Information given
───

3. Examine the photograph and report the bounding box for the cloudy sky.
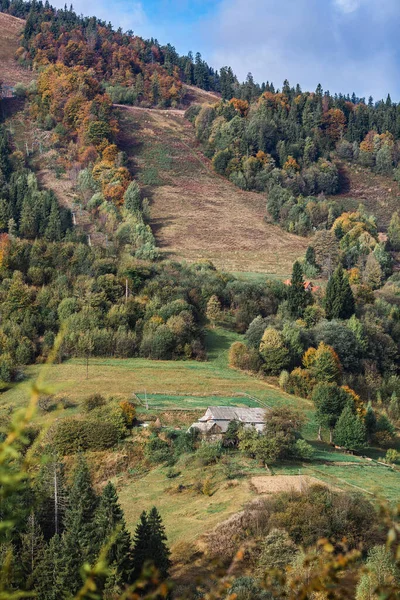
[55,0,400,101]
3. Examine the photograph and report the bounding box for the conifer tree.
[133,507,171,579]
[334,403,366,450]
[148,506,171,579]
[132,511,151,579]
[288,261,310,318]
[34,535,66,600]
[63,455,100,594]
[45,200,62,242]
[325,265,355,319]
[388,212,400,251]
[124,181,141,215]
[95,482,134,585]
[20,511,45,589]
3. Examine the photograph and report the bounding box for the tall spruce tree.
[325,265,355,320]
[95,482,134,585]
[133,507,171,579]
[288,261,311,318]
[334,403,367,450]
[63,455,100,594]
[148,506,171,579]
[45,200,62,242]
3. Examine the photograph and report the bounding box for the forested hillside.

───

Exercise aim
Can you render every line above as a Markdown table with the columns Row and Line, numbering the rows, skipping any blank lines, and leaving the pictures out?

Written solution
| Row | Line |
|---|---|
| 1 | 3. Examine the photograph and report the bounding box for the cloudy sky. |
| 2 | [55,0,400,101] |
| 3 | 3. Examine the photograph and report the bounding box for the conifer tree. |
| 4 | [133,507,171,579] |
| 5 | [334,403,366,450] |
| 6 | [148,506,171,579] |
| 7 | [132,511,151,579] |
| 8 | [288,261,310,318] |
| 9 | [34,535,66,600] |
| 10 | [63,455,100,594] |
| 11 | [45,200,62,242] |
| 12 | [325,265,355,319] |
| 13 | [388,212,400,251] |
| 14 | [124,181,141,215] |
| 15 | [95,482,134,585] |
| 16 | [20,511,45,589] |
| 17 | 3. Examine the photograph and report the bounding box for the tall spruce tree. |
| 18 | [325,265,355,320] |
| 19 | [95,482,134,585] |
| 20 | [133,507,171,579] |
| 21 | [288,261,311,318] |
| 22 | [334,403,367,450] |
| 23 | [63,455,100,594] |
| 24 | [148,506,171,579] |
| 25 | [45,200,62,242] |
| 26 | 3. Examine the photograph and report the bounding box for the forested hillside. |